→ **MATERIAL FOR THIS EXERCISE**:
*-*-*
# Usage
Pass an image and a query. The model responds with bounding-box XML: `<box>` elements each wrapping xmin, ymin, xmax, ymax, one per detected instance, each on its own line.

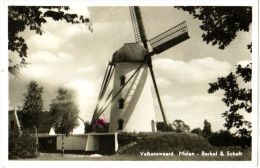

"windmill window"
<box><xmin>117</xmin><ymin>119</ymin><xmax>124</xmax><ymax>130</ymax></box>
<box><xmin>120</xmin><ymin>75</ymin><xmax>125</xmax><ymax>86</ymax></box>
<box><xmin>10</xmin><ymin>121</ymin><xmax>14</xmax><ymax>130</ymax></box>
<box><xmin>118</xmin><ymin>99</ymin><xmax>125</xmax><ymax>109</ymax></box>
*-*-*
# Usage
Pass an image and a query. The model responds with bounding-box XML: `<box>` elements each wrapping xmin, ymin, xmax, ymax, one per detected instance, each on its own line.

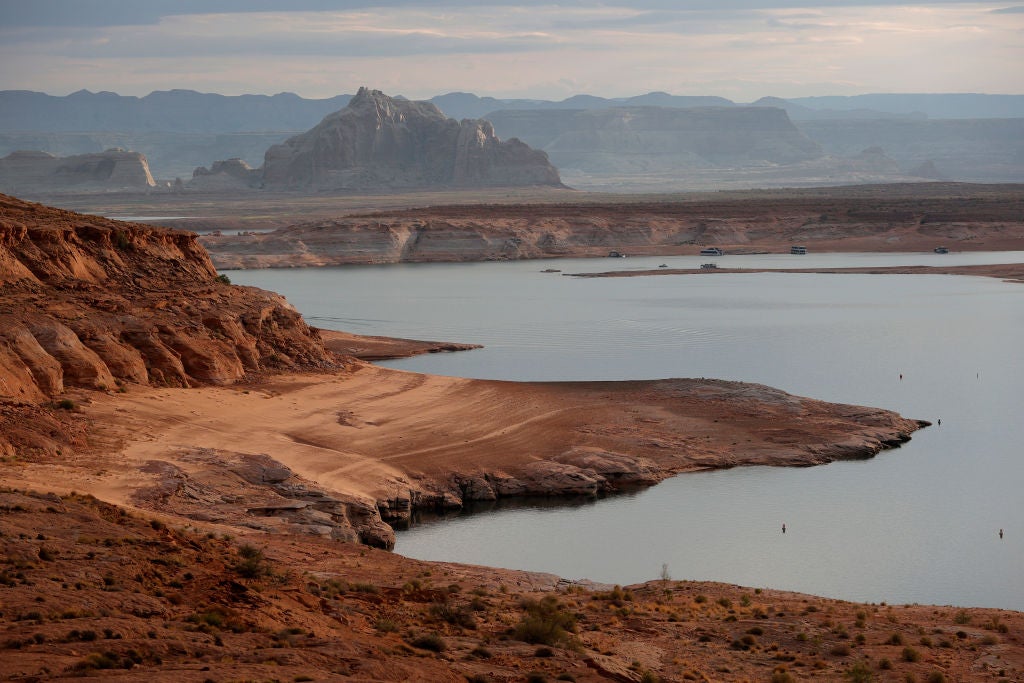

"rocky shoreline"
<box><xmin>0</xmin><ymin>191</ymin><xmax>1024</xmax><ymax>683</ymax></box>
*-*-*
→ **DO THIS**: Please count the lines in the items above that contain the string "xmin" and reply with that number alone.

→ **SOLUTION**: 7